>> BEGIN
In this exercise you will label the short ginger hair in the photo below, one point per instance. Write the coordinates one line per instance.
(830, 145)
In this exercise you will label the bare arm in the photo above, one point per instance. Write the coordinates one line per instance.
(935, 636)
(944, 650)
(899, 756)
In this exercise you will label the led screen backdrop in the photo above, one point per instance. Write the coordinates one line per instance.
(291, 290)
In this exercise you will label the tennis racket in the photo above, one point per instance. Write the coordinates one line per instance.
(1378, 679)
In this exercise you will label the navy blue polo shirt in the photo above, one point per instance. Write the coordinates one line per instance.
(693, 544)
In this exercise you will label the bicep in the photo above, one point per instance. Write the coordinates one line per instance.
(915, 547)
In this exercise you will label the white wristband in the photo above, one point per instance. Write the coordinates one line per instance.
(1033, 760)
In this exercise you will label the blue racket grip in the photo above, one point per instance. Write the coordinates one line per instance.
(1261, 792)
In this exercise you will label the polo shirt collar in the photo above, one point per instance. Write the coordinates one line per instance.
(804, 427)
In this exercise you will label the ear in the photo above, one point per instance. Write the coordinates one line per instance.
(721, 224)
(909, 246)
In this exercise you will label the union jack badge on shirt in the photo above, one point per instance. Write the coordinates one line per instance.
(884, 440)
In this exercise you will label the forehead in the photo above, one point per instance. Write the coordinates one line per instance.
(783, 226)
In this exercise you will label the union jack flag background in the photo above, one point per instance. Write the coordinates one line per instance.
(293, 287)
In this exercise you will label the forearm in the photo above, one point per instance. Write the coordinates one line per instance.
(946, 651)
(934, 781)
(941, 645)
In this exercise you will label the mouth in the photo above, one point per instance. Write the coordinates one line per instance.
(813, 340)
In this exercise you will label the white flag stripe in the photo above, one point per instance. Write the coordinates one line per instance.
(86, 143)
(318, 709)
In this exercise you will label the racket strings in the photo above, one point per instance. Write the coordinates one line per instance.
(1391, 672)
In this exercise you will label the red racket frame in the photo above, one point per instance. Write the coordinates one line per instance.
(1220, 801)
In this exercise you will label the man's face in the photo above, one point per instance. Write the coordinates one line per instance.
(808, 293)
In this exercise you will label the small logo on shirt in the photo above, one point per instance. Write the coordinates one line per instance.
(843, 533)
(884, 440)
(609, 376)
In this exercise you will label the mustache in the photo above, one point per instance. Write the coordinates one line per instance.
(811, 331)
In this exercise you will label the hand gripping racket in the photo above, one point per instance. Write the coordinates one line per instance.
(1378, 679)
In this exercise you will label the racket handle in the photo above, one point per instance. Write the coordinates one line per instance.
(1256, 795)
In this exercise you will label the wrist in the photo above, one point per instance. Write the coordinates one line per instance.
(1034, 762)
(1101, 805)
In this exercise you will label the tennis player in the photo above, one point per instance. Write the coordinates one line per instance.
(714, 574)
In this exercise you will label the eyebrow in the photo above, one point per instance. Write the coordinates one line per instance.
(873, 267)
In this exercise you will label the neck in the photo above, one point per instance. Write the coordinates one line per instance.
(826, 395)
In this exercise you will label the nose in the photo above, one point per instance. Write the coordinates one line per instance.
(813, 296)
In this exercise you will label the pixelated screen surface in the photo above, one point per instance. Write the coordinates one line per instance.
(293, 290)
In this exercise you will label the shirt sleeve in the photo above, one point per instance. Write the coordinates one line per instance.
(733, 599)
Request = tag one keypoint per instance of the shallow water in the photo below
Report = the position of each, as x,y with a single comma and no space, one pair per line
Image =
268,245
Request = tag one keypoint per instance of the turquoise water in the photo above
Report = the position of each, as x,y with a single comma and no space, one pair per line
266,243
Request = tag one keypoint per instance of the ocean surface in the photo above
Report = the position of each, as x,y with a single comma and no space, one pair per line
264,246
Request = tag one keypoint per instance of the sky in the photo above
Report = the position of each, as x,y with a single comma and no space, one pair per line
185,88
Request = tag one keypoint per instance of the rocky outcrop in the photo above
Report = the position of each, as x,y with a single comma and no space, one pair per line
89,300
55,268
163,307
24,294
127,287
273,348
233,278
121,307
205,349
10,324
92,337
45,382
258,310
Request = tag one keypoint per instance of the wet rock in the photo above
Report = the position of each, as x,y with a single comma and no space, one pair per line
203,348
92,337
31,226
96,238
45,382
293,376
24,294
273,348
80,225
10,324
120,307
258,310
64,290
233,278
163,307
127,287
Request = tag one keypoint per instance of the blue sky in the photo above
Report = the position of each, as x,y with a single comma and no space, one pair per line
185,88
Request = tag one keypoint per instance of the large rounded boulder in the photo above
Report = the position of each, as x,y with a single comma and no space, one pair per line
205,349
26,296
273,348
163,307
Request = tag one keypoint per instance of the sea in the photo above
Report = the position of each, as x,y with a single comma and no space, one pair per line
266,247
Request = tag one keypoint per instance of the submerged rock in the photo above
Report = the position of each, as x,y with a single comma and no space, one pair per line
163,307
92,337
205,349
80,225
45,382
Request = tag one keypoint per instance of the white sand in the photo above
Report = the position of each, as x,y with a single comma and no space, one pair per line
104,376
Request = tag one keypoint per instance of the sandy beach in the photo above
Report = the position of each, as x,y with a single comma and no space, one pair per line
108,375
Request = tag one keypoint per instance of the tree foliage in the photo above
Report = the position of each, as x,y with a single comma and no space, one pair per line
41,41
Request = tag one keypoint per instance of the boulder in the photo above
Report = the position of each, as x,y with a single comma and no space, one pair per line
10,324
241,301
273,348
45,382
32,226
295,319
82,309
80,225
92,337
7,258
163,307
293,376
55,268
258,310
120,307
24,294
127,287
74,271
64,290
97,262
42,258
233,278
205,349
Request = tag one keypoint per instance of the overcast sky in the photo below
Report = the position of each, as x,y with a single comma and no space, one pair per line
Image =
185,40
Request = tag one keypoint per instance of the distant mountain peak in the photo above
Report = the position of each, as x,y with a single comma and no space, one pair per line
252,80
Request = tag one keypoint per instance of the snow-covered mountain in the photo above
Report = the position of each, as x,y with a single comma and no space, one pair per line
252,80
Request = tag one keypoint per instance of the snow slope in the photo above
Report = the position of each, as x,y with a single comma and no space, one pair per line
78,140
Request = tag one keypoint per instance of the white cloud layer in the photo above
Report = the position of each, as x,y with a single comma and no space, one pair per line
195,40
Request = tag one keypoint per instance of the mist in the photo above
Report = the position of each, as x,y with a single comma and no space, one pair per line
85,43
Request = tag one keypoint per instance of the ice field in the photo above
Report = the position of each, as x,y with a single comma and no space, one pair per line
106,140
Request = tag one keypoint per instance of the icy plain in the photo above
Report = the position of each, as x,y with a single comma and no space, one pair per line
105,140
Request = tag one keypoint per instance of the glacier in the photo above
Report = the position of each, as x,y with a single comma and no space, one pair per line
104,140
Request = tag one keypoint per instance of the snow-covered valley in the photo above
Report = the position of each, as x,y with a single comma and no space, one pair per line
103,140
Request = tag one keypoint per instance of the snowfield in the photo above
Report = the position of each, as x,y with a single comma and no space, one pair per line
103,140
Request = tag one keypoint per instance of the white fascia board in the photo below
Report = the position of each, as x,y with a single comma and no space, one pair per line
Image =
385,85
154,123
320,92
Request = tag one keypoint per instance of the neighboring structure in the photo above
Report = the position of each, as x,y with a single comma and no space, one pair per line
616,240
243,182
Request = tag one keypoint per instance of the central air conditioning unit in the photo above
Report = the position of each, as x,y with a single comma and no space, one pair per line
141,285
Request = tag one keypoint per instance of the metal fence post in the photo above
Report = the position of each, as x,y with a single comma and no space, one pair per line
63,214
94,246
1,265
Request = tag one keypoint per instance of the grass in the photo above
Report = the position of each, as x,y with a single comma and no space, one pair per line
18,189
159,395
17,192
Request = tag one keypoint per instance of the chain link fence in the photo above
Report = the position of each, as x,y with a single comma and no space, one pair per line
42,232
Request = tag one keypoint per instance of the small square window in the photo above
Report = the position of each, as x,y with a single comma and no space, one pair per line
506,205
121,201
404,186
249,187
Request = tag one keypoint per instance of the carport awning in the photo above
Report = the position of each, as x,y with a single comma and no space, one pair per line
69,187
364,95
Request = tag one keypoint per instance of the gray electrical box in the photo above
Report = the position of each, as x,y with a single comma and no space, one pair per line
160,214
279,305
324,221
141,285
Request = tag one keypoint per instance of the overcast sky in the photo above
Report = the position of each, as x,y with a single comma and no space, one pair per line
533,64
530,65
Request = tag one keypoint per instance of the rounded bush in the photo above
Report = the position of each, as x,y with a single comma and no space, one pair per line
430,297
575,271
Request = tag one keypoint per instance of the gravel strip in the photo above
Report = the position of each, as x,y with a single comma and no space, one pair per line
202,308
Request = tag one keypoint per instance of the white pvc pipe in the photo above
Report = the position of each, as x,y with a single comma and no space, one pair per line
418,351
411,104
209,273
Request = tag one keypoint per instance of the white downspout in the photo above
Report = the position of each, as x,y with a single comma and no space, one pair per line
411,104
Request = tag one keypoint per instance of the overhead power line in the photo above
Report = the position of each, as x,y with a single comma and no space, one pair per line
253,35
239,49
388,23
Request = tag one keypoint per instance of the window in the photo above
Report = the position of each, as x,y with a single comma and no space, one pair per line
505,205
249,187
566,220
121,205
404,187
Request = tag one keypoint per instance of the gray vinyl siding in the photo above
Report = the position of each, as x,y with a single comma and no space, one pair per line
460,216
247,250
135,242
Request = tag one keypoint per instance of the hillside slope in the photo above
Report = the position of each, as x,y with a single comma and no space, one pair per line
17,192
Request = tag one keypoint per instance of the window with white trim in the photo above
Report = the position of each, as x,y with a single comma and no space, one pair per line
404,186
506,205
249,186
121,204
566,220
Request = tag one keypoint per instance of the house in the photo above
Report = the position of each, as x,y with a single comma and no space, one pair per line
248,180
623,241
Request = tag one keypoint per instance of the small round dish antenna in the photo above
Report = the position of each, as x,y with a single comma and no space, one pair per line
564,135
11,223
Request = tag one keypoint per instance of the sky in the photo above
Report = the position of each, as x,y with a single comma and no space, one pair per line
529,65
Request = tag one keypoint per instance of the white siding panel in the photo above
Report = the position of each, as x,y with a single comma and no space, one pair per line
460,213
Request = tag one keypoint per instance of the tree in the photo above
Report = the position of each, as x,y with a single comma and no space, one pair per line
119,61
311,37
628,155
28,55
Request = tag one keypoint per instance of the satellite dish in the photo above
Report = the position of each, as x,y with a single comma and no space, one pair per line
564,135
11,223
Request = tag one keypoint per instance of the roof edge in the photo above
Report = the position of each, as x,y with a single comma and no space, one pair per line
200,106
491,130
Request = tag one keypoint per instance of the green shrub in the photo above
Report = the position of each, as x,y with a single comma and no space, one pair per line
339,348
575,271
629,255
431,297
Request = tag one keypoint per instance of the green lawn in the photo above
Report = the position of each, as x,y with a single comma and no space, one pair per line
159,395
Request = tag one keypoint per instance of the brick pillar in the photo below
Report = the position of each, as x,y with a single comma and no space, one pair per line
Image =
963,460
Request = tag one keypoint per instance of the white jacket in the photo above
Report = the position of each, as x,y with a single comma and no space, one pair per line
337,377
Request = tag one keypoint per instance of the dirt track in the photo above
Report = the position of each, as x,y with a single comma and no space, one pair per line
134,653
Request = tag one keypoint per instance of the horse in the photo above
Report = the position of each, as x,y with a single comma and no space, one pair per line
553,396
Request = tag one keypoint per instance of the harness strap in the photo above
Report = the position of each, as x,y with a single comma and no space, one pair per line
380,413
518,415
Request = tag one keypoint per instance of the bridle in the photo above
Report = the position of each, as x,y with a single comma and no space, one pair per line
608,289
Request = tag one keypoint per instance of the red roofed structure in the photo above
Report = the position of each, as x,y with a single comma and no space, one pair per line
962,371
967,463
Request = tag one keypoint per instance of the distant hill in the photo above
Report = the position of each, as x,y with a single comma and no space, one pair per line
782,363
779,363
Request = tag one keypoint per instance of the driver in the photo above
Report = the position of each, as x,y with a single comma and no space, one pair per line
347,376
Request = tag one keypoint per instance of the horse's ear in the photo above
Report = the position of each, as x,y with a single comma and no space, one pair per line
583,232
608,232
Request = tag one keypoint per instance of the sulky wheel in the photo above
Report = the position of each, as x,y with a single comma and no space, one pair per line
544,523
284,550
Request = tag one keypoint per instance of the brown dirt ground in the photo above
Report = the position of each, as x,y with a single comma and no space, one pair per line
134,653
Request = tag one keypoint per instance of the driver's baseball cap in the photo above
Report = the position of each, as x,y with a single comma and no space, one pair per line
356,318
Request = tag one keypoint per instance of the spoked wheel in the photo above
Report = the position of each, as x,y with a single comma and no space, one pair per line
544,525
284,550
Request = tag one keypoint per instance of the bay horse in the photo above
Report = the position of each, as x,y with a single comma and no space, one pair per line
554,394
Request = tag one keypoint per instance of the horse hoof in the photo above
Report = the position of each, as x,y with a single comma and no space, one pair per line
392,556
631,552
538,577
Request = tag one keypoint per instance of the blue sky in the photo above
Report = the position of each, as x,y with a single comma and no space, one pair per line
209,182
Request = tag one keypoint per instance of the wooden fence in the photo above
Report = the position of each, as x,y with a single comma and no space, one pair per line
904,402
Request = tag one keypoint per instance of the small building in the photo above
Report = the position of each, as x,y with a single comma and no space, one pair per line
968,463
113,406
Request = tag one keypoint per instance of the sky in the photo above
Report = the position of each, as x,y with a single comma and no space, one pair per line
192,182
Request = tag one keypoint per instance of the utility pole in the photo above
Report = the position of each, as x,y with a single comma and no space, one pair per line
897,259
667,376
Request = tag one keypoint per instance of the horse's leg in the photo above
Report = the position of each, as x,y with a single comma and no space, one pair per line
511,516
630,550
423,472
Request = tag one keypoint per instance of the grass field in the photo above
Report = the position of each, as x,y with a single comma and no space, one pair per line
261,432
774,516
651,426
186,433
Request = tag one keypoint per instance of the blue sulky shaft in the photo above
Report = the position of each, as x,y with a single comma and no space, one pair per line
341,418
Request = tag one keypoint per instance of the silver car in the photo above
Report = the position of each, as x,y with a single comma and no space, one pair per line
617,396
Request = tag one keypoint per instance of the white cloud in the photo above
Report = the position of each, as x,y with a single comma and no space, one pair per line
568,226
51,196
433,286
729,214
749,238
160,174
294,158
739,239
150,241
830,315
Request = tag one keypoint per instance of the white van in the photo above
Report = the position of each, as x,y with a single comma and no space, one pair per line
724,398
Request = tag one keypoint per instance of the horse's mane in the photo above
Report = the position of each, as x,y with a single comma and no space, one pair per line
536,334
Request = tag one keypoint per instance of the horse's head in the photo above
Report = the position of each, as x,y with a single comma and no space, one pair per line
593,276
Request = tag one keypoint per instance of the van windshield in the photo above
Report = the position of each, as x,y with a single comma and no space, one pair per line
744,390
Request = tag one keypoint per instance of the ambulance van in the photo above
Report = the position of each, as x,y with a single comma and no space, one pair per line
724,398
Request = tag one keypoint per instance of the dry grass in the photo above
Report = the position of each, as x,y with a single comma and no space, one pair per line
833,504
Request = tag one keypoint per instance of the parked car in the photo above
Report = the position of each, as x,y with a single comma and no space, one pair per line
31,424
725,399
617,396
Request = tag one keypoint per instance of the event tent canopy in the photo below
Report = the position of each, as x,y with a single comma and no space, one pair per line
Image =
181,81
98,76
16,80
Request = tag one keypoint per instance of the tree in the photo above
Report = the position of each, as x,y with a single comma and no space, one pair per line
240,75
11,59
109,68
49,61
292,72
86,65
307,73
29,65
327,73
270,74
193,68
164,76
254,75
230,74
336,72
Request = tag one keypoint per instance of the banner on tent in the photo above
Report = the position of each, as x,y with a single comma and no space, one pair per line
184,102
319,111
>> END
* [EXERCISE PROMPT]
Reproduce every line of the listing above, requests included, starting at the line that contains "Request = tag one keypoint per instance of the white van" and ending at the final line of the listing. Add 59 to each number in the coordinate answers.

* [RESPONSE]
Request = tag one keypoint per instance of the white van in the photo above
Report = the position of each, as x,y with a single comma and no space, one pair per line
783,457
Request = tag one keypoint per instance of the horse's mane in the photo above
Report = the position of each, as x,y with a single comma and no space, one pair per line
595,393
Request = tag one keypoint per instance of the horse's head in the photo above
Report = the position of each, as x,y with a single comma and no space, one pair per line
652,335
Request = tag one keypoint per instance of the van windshield in the photo above
Report = the position of each, as x,y with a single comma and no space, one pair per line
803,449
Request = tag one keypoint per instance of the ambulance van in the photo above
Report = the position of each, as x,y with a single comma and no space, one pair per line
783,457
Request = tag one keypoint per instance of the dry grass in the photo above
Report = the position of each, as x,y with a single comma and no space, one pair per line
892,563
Request = tag one keypoint per instance of the parked car in the photo above
Report = the position of each, as x,y with a single comma and no space, one pair per line
90,483
784,458
676,455
Request = tag one keypoint per instance of the event tent canopy in the photo below
Report = the position of each, as x,y with a single comma and no space, one pair per line
Image =
240,140
157,135
75,139
Request = tag one keypoint per instance of the tree in the photo above
Report = the position of each, as x,y with a single comma and no space, one pair per line
299,134
70,118
168,127
108,120
351,131
145,124
366,132
88,124
386,132
329,133
252,127
223,135
313,134
289,133
395,131
Request = tag one keypoint per instance of the banner on tent in the photo above
Report = the position of each, as x,y with a single comma and no space, one pair per line
243,161
378,170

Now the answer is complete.